■ **Objetivo do exercício**: Reproduza o trecho do texto para análise desde "Todo amanhecer, todo" até "no dia a dia.", inclusive, substituindo "justo" por "correto".

───── Texto para análise ─────

Neste momento da humanidade, como atentarmos sobre os milagres. O que é isto em 2025 e o que poderá ser em 2026? Como o senhor define a palavra “milagre”?
Todo amanhecer, todo dia é um milagre. Viver é um estado de milagre. Poder ser para os outros, isso é viver um milagre não só para si. Isso nos ensina o quanto nós podemos fazer. O gostar de todo mundo é algo pessoal, a gente ama todo mundo. Esse é o grande passo para o milagre: amar a todos. Gostar não basta. Gostar de alguém só porque é bom não basta, não é justo. Eu posso ser bom e não ser justo. Lidamos com todos no dia a dia.

Como o senhor observa aqueles que dizem ter perdido a fé, romperam com o catolicismo e outras crenças cristãs e se tornaram “desigrejados”?

───── Linhas fornecidas ─────

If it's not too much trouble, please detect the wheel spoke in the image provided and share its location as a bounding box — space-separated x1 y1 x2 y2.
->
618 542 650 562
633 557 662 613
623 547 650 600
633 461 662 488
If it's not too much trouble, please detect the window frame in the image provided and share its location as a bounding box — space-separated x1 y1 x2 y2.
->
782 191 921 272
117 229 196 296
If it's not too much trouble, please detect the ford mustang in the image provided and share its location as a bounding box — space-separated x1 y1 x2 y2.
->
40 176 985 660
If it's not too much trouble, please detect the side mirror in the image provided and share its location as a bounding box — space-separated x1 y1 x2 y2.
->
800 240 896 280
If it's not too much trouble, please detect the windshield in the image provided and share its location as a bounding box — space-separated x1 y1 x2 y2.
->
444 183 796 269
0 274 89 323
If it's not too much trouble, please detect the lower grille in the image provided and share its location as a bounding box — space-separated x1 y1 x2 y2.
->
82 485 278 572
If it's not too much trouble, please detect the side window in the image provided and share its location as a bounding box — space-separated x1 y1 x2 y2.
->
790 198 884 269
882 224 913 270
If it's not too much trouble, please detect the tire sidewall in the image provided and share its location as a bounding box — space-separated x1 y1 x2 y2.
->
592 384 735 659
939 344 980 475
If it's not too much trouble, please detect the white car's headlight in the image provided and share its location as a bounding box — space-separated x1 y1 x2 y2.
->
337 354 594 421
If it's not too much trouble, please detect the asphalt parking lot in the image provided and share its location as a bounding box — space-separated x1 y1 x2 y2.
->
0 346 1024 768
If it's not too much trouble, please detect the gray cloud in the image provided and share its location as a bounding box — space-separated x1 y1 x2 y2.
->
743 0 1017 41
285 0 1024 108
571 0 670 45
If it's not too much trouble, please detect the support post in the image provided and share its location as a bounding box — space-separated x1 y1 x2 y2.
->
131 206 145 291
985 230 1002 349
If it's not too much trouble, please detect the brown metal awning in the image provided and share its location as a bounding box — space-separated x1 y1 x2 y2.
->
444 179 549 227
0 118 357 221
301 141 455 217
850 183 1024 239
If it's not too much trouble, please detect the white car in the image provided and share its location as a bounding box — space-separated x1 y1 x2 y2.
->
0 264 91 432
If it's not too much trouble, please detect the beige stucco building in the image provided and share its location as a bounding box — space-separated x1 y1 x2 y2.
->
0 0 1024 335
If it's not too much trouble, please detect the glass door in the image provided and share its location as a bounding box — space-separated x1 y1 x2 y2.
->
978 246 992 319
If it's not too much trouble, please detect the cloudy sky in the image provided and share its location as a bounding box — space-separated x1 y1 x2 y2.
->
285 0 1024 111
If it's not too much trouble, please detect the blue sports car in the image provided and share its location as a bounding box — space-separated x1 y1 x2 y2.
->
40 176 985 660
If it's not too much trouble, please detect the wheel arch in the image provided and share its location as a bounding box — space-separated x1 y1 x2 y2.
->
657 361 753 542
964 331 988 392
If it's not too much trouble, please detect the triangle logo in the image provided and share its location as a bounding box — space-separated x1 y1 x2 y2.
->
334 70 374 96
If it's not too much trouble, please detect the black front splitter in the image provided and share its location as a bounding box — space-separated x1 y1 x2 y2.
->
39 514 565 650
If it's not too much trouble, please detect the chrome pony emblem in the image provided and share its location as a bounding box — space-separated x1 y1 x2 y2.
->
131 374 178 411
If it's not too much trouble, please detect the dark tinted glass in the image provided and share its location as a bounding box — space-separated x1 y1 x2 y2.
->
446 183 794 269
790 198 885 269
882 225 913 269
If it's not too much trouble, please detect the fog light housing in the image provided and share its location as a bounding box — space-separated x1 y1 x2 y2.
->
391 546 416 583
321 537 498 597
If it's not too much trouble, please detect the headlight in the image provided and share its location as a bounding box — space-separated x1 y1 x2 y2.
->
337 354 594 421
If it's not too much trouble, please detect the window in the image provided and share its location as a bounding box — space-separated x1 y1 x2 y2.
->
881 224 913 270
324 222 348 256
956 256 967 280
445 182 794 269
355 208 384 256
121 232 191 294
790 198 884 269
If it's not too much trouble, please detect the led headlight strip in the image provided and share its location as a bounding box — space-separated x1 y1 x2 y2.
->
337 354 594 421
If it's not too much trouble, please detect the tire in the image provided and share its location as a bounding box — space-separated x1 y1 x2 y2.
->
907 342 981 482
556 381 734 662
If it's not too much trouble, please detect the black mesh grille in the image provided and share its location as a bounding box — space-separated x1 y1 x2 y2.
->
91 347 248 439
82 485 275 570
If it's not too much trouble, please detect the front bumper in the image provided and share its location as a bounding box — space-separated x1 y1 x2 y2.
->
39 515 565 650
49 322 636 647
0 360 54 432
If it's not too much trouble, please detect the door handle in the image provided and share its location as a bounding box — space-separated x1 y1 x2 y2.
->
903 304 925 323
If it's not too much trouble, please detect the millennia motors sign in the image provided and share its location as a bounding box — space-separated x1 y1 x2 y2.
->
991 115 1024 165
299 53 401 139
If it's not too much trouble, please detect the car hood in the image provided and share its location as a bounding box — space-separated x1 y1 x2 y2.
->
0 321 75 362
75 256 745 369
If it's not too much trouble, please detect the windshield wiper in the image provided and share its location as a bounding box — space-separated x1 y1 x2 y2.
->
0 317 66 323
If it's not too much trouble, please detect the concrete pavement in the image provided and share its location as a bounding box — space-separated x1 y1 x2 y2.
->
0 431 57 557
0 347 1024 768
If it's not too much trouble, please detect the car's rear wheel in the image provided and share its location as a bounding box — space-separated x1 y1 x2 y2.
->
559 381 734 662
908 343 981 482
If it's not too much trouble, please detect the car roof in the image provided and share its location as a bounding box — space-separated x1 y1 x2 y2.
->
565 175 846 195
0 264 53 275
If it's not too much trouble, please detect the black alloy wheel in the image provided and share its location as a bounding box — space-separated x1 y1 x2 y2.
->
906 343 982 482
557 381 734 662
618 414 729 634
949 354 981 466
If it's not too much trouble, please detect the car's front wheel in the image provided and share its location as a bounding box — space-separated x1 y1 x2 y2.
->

─────

■ **Resposta do exercício**:
Todo amanhecer, todo dia é um milagre. Viver é um estado de milagre. Poder ser para os outros, isso é viver um milagre não só para si. Isso nos ensina o quanto nós podemos fazer. O gostar de todo mundo é algo pessoal, a gente ama todo mundo. Esse é o grande passo para o milagre: amar a todos. Gostar não basta. Gostar de alguém só porque é bom não basta, não é correto. Eu posso ser bom e não ser correto. Lidamos com todos no dia a dia.